Exercise prompt: Please shift every coordinate in the answers by adding 122 to each number. Rewrite only the lines from the one containing "dune in the photo above." through the end of the records, keeping the requests.

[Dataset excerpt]
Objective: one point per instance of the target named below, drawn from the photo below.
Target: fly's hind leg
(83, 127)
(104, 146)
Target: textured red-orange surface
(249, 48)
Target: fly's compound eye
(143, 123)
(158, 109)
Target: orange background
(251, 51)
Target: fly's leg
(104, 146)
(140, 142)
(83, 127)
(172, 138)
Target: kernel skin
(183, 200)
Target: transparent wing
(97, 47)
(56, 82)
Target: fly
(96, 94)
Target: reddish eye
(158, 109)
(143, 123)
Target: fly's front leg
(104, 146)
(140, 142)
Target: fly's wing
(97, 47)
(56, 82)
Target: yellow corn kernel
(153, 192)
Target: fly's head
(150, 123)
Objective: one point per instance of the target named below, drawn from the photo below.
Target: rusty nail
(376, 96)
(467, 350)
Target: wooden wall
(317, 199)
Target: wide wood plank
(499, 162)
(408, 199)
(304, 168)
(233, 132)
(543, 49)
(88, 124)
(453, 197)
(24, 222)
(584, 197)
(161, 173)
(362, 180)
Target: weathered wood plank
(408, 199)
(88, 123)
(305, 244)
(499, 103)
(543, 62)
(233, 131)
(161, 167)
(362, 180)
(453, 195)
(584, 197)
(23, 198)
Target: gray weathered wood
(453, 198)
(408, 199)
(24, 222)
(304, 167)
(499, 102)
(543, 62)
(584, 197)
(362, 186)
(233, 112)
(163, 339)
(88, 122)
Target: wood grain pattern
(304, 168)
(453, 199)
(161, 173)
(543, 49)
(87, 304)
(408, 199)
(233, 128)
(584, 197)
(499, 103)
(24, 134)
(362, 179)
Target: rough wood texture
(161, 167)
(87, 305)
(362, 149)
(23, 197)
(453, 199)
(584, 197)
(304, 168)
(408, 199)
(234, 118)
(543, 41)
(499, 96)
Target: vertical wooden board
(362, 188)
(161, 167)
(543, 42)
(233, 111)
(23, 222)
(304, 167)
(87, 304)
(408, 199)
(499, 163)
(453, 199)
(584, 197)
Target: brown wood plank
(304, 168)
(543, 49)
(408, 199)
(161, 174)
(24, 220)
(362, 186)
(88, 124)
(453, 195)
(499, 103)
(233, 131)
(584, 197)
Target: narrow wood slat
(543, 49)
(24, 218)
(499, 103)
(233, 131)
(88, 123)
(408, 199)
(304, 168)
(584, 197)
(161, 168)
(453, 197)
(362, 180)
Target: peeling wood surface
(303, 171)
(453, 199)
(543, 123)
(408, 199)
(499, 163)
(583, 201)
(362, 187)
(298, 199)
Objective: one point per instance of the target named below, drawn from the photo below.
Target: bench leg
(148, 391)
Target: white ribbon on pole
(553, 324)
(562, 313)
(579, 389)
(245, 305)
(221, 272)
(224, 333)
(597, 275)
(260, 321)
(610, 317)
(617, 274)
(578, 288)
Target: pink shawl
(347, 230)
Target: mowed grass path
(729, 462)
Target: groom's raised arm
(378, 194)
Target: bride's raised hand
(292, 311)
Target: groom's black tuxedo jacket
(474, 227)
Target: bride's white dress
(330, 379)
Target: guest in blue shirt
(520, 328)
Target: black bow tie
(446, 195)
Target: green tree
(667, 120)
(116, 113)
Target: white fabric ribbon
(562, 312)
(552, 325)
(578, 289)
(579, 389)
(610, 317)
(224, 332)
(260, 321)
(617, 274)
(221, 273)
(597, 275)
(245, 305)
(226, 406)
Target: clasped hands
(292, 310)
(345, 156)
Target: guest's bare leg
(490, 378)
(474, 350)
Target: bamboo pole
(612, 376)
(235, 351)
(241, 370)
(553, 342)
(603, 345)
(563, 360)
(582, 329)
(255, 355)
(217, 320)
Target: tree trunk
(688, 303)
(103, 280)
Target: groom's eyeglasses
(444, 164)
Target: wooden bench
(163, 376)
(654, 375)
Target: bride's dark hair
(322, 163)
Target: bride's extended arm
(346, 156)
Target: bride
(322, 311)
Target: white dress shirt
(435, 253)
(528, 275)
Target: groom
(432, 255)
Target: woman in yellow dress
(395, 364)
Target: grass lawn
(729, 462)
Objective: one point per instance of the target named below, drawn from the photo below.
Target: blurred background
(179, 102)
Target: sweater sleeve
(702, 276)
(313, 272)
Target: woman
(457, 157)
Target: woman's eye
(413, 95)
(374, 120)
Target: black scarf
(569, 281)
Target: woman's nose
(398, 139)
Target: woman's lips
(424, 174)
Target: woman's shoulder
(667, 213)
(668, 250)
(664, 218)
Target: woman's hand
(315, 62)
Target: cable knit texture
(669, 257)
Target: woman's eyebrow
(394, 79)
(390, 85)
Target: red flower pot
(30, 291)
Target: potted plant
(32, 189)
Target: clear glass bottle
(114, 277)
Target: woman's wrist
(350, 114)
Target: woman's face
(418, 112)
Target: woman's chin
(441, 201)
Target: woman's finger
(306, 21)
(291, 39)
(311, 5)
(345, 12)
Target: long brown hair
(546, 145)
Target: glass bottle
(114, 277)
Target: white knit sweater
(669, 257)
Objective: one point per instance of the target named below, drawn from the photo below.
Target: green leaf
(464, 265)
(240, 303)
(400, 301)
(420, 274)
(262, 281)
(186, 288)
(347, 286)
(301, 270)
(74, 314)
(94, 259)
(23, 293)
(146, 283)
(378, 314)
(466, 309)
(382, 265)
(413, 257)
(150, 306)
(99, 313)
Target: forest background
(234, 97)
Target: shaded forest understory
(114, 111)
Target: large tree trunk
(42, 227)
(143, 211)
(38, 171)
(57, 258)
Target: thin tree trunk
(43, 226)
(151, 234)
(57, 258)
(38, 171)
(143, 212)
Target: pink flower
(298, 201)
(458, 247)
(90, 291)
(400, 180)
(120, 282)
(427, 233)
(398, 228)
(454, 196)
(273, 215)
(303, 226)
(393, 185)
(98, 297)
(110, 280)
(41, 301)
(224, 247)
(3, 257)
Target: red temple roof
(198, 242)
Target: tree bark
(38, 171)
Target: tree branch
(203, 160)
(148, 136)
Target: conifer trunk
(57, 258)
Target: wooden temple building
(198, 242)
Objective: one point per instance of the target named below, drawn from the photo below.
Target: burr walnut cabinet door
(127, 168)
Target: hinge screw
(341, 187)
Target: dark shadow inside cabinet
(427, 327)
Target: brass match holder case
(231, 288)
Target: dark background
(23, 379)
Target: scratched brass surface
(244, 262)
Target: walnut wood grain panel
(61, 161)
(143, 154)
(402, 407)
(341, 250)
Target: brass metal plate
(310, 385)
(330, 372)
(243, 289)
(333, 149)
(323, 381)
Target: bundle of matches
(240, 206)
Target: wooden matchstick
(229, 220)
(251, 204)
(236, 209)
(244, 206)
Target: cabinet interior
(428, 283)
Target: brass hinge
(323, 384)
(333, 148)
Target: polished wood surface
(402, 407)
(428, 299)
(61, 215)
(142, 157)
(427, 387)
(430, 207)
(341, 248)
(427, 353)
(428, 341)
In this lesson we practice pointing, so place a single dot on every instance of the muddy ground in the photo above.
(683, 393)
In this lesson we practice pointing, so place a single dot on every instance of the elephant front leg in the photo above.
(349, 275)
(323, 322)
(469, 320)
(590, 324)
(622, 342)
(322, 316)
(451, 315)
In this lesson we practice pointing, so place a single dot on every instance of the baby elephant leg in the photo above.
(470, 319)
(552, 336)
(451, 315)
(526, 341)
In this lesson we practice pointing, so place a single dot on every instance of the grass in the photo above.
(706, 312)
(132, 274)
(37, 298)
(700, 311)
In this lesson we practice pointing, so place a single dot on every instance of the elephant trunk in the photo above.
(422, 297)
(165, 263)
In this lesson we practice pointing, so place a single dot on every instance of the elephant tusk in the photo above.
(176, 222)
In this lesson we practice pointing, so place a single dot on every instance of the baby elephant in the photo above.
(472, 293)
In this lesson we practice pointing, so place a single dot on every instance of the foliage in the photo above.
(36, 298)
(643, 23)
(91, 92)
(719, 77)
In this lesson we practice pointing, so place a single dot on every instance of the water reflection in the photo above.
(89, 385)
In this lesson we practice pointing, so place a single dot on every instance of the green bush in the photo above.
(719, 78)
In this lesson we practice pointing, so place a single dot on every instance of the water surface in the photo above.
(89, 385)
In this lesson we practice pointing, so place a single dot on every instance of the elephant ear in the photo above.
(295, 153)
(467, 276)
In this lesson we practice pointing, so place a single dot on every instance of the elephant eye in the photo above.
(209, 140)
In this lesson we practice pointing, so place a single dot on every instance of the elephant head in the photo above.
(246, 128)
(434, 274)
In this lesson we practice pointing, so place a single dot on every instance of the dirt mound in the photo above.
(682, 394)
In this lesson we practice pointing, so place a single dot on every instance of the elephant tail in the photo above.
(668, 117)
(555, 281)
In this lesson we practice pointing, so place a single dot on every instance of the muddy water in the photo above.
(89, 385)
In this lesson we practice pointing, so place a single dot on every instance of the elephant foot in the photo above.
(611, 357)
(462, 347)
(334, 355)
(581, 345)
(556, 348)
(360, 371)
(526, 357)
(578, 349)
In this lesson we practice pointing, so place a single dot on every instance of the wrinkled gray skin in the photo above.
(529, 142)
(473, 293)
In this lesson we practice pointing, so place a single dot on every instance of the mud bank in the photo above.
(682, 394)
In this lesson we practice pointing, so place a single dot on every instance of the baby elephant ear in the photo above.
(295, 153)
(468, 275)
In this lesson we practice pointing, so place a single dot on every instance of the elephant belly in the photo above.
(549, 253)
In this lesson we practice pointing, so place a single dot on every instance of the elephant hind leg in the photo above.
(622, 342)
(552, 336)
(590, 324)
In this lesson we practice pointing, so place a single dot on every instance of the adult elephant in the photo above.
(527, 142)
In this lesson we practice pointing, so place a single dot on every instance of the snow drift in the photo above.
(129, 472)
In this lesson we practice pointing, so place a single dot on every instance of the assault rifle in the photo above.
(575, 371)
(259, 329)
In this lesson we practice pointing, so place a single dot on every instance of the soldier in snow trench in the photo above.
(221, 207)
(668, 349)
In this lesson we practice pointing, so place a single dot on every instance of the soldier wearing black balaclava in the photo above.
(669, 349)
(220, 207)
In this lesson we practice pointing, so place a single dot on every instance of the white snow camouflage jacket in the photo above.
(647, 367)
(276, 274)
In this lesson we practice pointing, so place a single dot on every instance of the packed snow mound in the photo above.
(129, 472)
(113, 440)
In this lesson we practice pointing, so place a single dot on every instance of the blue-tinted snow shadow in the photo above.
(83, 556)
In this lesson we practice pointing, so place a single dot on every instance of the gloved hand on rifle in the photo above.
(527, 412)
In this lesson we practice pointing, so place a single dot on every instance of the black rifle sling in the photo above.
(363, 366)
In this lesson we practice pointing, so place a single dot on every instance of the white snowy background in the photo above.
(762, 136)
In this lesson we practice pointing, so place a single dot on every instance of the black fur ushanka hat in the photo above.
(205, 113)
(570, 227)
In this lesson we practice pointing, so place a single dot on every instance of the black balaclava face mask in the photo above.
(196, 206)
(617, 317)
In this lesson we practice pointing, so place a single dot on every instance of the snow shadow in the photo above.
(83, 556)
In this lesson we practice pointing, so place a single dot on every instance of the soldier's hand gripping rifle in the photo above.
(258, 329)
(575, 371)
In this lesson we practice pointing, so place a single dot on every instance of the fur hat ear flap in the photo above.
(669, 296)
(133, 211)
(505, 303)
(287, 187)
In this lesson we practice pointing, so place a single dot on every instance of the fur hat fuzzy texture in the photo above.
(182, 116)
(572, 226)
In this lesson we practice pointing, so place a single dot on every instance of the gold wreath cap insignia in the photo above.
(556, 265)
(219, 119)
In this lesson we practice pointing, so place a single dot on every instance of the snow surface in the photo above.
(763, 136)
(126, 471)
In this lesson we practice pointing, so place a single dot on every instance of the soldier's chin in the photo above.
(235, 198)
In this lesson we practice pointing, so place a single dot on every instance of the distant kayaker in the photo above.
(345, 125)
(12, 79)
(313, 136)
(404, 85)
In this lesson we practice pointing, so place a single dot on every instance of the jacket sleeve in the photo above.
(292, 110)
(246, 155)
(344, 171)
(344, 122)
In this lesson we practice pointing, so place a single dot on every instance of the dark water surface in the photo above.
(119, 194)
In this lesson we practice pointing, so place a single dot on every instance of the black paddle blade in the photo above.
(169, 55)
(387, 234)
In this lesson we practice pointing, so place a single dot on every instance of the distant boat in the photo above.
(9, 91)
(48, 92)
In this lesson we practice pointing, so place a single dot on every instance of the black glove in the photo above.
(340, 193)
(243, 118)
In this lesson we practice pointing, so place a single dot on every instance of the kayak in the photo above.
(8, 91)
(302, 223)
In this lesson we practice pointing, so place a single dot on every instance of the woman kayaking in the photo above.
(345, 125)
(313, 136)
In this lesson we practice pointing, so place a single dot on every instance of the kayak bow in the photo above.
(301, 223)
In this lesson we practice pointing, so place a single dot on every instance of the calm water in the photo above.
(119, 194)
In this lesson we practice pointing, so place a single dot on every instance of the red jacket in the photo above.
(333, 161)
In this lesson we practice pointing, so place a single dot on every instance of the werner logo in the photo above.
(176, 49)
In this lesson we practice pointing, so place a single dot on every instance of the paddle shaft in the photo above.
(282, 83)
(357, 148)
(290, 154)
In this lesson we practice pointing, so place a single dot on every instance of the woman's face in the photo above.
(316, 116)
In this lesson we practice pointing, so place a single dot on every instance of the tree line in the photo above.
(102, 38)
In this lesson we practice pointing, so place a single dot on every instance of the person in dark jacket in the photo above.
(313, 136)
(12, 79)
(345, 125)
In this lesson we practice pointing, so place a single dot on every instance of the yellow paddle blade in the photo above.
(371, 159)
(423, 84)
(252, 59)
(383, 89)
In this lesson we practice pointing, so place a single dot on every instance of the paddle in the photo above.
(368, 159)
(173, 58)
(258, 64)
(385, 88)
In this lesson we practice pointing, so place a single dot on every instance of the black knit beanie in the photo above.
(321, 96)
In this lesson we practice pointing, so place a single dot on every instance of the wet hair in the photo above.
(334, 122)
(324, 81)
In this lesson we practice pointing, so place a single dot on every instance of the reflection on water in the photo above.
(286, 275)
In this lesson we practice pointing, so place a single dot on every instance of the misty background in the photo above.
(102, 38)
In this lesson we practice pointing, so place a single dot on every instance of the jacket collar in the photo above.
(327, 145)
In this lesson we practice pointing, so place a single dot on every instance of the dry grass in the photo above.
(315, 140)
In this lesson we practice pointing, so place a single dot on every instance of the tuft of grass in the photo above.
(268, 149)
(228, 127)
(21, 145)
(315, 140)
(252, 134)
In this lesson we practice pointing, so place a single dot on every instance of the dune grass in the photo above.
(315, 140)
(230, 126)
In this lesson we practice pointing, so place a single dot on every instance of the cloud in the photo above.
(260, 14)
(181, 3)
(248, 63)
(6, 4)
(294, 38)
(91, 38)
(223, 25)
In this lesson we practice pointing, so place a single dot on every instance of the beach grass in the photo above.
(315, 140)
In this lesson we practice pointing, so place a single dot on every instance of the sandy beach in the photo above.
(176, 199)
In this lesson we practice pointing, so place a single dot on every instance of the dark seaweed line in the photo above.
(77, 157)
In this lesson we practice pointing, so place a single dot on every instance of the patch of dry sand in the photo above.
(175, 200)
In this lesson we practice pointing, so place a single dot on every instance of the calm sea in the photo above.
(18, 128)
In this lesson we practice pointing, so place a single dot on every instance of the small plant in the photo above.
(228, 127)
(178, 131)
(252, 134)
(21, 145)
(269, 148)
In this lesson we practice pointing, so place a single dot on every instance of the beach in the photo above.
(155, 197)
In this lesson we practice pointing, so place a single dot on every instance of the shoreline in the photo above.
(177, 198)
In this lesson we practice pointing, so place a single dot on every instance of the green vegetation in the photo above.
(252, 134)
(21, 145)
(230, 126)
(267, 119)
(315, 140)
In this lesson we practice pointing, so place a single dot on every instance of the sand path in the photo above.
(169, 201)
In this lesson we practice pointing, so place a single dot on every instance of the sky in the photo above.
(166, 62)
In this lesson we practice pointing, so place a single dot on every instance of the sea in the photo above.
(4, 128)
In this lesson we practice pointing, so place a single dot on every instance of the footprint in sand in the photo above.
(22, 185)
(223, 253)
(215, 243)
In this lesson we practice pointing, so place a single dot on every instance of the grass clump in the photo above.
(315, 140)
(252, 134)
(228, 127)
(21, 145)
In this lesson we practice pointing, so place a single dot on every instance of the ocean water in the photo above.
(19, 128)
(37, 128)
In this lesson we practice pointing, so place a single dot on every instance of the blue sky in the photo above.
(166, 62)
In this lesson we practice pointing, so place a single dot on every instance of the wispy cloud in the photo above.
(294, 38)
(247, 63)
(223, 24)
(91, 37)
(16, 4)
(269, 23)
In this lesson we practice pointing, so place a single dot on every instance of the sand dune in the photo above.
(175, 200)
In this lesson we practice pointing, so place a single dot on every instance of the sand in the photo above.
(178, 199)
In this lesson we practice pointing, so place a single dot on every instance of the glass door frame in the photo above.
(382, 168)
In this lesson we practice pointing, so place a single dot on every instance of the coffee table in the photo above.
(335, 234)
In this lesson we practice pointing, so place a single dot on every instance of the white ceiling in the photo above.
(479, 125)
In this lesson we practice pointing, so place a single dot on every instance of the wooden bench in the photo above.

Result:
In this lesson we practice pointing, so place a single dot on every instance of the sand dune in the photo above.
(297, 322)
In this lesson we practice pointing, so place a single dot on every instance of the sand in the photo above.
(300, 321)
In this lesson we practice pointing, so place a single dot on every instance of the glass door frame in the photo above.
(504, 290)
In this lesson we practice pointing, so place a single dot on every instance of the coffee table in the photo above.
(457, 356)
In this lesson we practice pointing, so place a single dot on every instance of the white ceiling in the photo above.
(601, 247)
In this lesson we practice pointing, so place a single dot on every instance of the wooden bench in the photo above.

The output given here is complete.